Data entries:
• • •
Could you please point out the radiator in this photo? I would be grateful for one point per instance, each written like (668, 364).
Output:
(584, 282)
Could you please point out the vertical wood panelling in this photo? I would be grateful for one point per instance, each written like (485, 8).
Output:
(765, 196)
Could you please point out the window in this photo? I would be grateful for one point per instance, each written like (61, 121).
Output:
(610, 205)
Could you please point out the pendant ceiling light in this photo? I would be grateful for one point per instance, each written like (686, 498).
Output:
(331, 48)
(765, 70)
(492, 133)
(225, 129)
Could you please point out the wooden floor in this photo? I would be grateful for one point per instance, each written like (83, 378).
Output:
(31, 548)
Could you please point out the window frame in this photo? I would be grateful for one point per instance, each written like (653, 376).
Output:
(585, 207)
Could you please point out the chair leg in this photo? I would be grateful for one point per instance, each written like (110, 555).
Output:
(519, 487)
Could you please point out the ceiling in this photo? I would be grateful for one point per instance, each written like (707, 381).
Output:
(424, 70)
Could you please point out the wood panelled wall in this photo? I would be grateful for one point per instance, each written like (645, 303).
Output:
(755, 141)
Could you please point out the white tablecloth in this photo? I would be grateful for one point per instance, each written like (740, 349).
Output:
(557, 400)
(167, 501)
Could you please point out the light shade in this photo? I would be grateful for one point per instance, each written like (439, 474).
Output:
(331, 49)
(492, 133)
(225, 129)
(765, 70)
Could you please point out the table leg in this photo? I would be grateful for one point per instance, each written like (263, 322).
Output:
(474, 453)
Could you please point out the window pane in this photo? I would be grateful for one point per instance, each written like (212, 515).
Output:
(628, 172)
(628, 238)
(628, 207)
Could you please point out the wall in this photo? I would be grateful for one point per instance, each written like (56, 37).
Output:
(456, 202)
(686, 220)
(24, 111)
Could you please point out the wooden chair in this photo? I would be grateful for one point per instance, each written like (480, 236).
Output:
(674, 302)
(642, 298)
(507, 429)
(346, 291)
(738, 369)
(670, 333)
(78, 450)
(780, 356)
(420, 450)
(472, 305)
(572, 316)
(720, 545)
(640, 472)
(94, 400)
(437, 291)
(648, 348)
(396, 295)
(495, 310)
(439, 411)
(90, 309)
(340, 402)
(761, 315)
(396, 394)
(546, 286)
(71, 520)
• • •
Show the lines above that include "window".

WRITTEN SOLUTION
Could you please point out the window in this photo? I would be grateful for one point per instance, each written like (61, 121).
Could you please point out the window frame in this photo? I would be grateful for one point per instance, each written like (653, 376).
Could you please point out the window pane in this photo? I would be grateful for one point per instance, each written like (212, 515).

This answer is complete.